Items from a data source
━━━━━━━━━━━━━━━━
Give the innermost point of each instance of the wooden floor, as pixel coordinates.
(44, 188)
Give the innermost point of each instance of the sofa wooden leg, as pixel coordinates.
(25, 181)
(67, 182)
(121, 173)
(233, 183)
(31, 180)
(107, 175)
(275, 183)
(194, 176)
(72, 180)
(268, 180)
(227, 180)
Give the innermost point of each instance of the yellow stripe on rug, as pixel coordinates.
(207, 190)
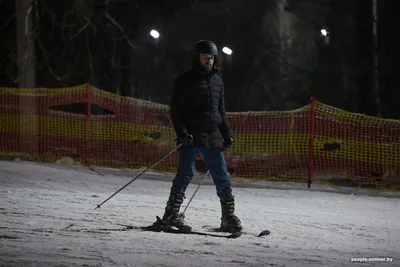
━━━━━━━━━━━━━━━━
*Work instructions*.
Rewrite all the rows above in full with their text lines unchanged, shifting each pixel coordinate in the answers by adding 47 to both numbers. Leave the pictures out.

*Exercise response*.
Give the innermost point of each instance of the wooden floor, as pixel coordinates.
(91, 235)
Give the innermost point of each instance of the sofa wooden leg, as pixel coordinates.
(72, 228)
(114, 229)
(168, 220)
(280, 230)
(78, 227)
(154, 222)
(322, 230)
(241, 223)
(119, 227)
(315, 227)
(274, 227)
Give the innermost point of each instance of the yellow stripe on rug, as pixel coordinates.
(254, 237)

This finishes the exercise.